### [What to work on]
Here are some entries. Print them exactly as they are.

### [Point-per-instance localization data]
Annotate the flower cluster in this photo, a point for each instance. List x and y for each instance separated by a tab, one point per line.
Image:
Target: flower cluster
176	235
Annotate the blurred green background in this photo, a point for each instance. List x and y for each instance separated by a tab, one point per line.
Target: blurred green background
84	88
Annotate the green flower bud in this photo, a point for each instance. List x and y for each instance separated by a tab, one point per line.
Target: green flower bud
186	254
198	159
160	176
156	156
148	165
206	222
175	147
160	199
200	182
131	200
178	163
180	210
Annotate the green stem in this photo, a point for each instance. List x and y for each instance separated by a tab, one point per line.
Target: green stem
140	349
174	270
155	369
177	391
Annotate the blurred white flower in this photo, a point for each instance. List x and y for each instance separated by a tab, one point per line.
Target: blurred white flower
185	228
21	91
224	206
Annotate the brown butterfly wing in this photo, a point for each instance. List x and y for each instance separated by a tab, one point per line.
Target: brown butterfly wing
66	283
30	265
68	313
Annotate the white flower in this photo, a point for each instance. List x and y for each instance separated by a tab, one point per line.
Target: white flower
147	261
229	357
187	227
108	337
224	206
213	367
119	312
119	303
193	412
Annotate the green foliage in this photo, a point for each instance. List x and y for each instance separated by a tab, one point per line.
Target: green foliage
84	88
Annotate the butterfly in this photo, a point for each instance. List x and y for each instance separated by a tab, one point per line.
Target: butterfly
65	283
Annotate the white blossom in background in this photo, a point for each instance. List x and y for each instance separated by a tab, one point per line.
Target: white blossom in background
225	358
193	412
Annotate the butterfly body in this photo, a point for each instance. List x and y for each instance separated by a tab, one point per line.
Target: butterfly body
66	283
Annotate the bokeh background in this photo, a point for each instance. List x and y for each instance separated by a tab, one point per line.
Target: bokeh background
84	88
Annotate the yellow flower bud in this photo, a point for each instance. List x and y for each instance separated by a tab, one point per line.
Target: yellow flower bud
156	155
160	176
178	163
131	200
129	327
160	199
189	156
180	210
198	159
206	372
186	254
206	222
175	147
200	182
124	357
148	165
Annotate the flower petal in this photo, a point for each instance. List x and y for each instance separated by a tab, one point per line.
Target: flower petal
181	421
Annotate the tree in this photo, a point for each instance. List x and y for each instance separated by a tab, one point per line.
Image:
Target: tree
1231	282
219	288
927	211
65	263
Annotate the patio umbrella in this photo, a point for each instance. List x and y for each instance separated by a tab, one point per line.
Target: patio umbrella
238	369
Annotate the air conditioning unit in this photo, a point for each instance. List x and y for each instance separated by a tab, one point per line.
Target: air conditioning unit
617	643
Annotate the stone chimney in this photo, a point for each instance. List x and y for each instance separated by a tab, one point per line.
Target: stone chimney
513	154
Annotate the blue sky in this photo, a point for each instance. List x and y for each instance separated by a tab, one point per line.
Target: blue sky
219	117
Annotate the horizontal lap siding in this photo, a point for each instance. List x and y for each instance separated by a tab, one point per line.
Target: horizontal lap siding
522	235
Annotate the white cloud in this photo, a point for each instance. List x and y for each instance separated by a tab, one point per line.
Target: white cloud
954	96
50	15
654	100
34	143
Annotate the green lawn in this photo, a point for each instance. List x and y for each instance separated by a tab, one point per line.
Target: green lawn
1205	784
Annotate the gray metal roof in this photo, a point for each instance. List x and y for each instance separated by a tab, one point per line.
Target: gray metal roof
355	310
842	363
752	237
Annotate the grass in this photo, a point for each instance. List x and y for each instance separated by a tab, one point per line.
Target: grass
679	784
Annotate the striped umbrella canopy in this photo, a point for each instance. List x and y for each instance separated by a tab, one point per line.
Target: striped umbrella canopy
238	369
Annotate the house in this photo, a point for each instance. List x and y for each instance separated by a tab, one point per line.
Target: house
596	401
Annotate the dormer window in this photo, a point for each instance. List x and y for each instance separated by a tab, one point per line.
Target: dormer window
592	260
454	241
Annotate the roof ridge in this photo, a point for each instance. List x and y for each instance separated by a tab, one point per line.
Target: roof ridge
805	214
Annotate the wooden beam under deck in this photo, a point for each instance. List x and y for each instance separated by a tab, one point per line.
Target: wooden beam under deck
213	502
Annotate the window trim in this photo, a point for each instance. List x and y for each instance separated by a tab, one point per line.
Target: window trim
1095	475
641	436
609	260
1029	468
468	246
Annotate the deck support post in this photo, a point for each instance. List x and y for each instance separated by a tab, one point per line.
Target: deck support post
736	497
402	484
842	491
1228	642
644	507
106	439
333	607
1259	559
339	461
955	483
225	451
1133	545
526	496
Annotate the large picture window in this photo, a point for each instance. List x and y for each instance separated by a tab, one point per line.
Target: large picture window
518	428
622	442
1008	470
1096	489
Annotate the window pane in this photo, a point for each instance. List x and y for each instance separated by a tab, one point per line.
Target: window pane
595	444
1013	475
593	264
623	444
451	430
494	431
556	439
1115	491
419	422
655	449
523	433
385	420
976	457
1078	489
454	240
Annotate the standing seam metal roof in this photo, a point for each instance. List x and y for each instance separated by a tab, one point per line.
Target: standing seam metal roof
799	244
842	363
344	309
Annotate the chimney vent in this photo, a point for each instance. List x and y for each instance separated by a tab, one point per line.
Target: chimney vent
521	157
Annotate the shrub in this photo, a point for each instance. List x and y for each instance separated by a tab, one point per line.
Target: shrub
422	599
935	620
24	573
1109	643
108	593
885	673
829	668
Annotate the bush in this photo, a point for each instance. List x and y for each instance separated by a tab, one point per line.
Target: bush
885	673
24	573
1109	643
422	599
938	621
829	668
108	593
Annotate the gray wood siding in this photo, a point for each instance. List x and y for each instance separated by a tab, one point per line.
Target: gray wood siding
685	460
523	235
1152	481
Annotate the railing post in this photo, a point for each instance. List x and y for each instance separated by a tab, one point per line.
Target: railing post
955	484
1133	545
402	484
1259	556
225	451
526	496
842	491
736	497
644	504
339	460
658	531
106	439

### [Problem solution]
Annotate the flower cluster in this photo, a point for each instance. List x and y for each instance separated by a tab, one point per line.
Image:
Target: flower cluster
176	235
Annotate the blurred green background in this photo, a point for each instance. List x and y for each instance separated by a tab, one point per line.
Target: blurred green background
84	88
Annotate the green flower bud in this photo, a point for each instance. List x and y for each instance separated by a tab, one point per line.
Target: green flower bud
186	254
198	159
160	176
156	156
148	165
206	222
175	147
160	199
200	182
131	200
178	163
180	210
Annotate the green stem in this photo, a point for each instance. List x and y for each instance separated by a tab, one point per line.
Target: green stem
140	349
174	270
155	369
177	391
Annotate the blurred white flower in this photo, a point for each instance. List x and y for each instance separated by a tab, one point per line.
Target: blurred white flower
185	228
21	91
224	206
Annotate the brown butterfly wing in this photo, a point for each instance. List x and y for each instance separated by a tab, one point per line.
Target: brown butterfly wing
66	283
30	265
68	313
Annotate the white flower in this photo, a point for each instance. List x and y for each instance separated by a tab, one point per line.
Target: white flower
147	261
229	357
187	227
108	337
224	206
213	367
119	312
119	303
193	412
Annotate the green foliage in this photo, a point for each instance. List x and y for each instance separated by a tab, one point per line.
Target: green foliage
84	88
Annotate the butterfly in this photo, a point for each instance. List x and y for each instance separated by a tab, one point per line.
Target: butterfly
65	283
Annotate the white blossom in background in this photo, a point for each instance. List x and y for each instance separated by a tab, one point per line.
Target: white blossom in background
225	358
193	412
Annotate the butterfly body in this photo, a point for each instance. List x and y for each instance separated by a tab, one point per line.
Target: butterfly body
66	283
Annotate the bokeh background in this photo, a point for each instance. List x and y for each instance separated by a tab, one point per line.
Target: bokeh background
84	88
Annotate the yellow flower bud in this photo, a point for each instance. List x and y for each instance separated by a tab, one point per line.
Target: yellow flower bud
156	155
160	176
178	163
131	200
129	327
160	199
189	156
180	210
198	159
206	372
186	254
206	222
175	147
200	182
124	357
148	165
Annotate the flower petal in this photo, a point for each instance. List x and y for each instance separated by a tab, one point per line.
Target: flower petal
181	421
Annotate the tree in this photo, a point for each instance. List x and y for each instance separated by a tab, one point per line.
Image:
Target: tree
1231	282
219	288
927	211
65	263
Annotate the patio umbrella in this photo, a point for each instance. List x and y for each instance separated by a tab, one point per line.
Target: patio umbrella
238	369
Annotate the air conditioning unit in this photo, a point for each instance. List x and y for each instance separated by a tab, one point per line.
Target: air conditioning unit
617	643
Annotate the stone chimney in this photo, a point for each instance. List x and y for each instance separated by a tab, one point per line.
Target: stone chimney
513	154
Annotate the blue sky in this photo, a point for each instance. List x and y for each instance separated by a tab, one point per line.
Target: blue sky
219	117
Annotate the horizontal lap siding in this photo, a point for each instance. List x and y for each instance separated by a tab, one point per line.
Target: horizontal lap siding
522	235
Annotate the white cloud in this photo, a point for each instance. List x and y for each instance separated by a tab, one point per line.
Target: white cloud
954	96
50	15
654	100
34	143
Annotate the green lawn in this photo, a point for each instance. List x and y for each instance separated by a tab, one point per line.
Target: green lawn
1205	784
Annotate the gray metal roof in this photo, a point for each instance. List x and y for each instance separated by a tab, one point per line.
Target: gray metal roof
355	310
842	363
752	237
Annotate the grass in this photo, a point for each instance. List x and y for each instance separated by a tab, one point per line.
Target: grass
679	784
Annotate the striped umbrella canopy in this photo, a point for each instance. List x and y for each instance separated by a tab, one point per line.
Target: striped umbrella canopy
238	369
Annotate the house in this photo, a point for each instance. List x and y for each instance separated by a tab, one point per line.
Target: house
596	401
Annotate the dormer window in this photo, a point for each instance. List x and y for each instance separated by a tab, one point per line.
Target: dormer window
592	260
454	241
Annotate the roof ridge in this photo, a point for each instance. List x and y for each instance separated by a tab, one point per line.
Target: roof ridge
805	214
Annotate the wooden beam under deck in this photo, a point for each instance. List x and y for each instance separated by a tab, one point per line.
Target: wooden beam under deck
213	502
Annotate the window trim in this photo, a point for each instance. List x and y for each instance separated by a tab, one point per line.
Target: window trim
1095	475
641	436
609	260
1029	468
468	246
Annotate the deck support post in this photo, a point for each instance. List x and y for each instance separated by a tab, one point per line.
Target: deck support post
736	497
402	484
842	491
1228	642
644	507
106	439
333	607
1259	559
339	461
955	483
225	451
1133	545
526	496
Annotate the large picture window in this photo, a point for each instance. List x and y for each instance separated by a tab, one point per line.
Target: large picture window
518	428
622	442
1008	470
1096	489
Annotate the window pane in this photo, a point for each instance. List x and y for each instance separated by a tab, one point per line.
Target: window pane
595	444
1013	475
593	264
623	444
451	430
494	431
556	439
1115	491
419	422
655	449
523	433
385	420
976	457
1078	489
454	240
Annotate the standing seam metal roof in this photo, a point for each instance. List x and y for each instance separated by a tab, one point per line.
Target: standing seam metal roof
799	244
842	363
344	309
Annotate the chimney vent in this photo, a point for each instance. List x and y for each instance separated by a tab, one point per line.
Target: chimney vent
521	157
Annotate the shrub in this photo, a point for each instance. List x and y for each instance separated by a tab, one point per line.
Target: shrub
422	599
935	620
24	573
1109	643
108	593
885	673
829	668
Annotate the bush in this photo, a point for each instance. List x and y for each instance separated by a tab, one point per line.
Target: bush
885	673
24	573
1109	643
422	599
938	621
829	668
108	593
Annotate the gray wood siding in this photo, a point for each instance. List x and y for each instance separated by a tab, one point per line.
Target: gray wood siding
685	460
523	235
1152	481
Annotate the railing post in this photo, a point for each instance. List x and y for each instance separated by a tab, one point per line.
Target: railing post
955	484
1133	545
402	484
1259	556
225	451
526	496
842	491
736	497
644	504
339	460
658	531
106	439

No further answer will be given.